* **Exercise directions**: Answer with a number only, giving how many lines in the data below include "hand".

* **Region pointing data**:
- - - - - - -

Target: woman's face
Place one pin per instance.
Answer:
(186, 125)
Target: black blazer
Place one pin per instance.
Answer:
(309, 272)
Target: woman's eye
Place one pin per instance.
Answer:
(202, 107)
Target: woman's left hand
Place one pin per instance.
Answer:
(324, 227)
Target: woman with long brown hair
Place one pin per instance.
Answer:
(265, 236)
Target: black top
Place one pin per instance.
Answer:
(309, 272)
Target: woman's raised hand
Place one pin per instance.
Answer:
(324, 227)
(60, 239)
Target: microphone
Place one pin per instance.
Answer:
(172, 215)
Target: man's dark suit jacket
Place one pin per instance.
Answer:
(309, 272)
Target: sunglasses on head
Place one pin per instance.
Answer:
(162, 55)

- - - - - - -

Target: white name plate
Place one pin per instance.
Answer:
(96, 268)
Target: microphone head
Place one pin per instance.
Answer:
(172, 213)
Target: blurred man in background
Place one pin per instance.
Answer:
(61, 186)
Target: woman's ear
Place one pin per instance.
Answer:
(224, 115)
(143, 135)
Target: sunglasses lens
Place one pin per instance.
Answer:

- - - - - - -

* **Answer to the exercise**: 2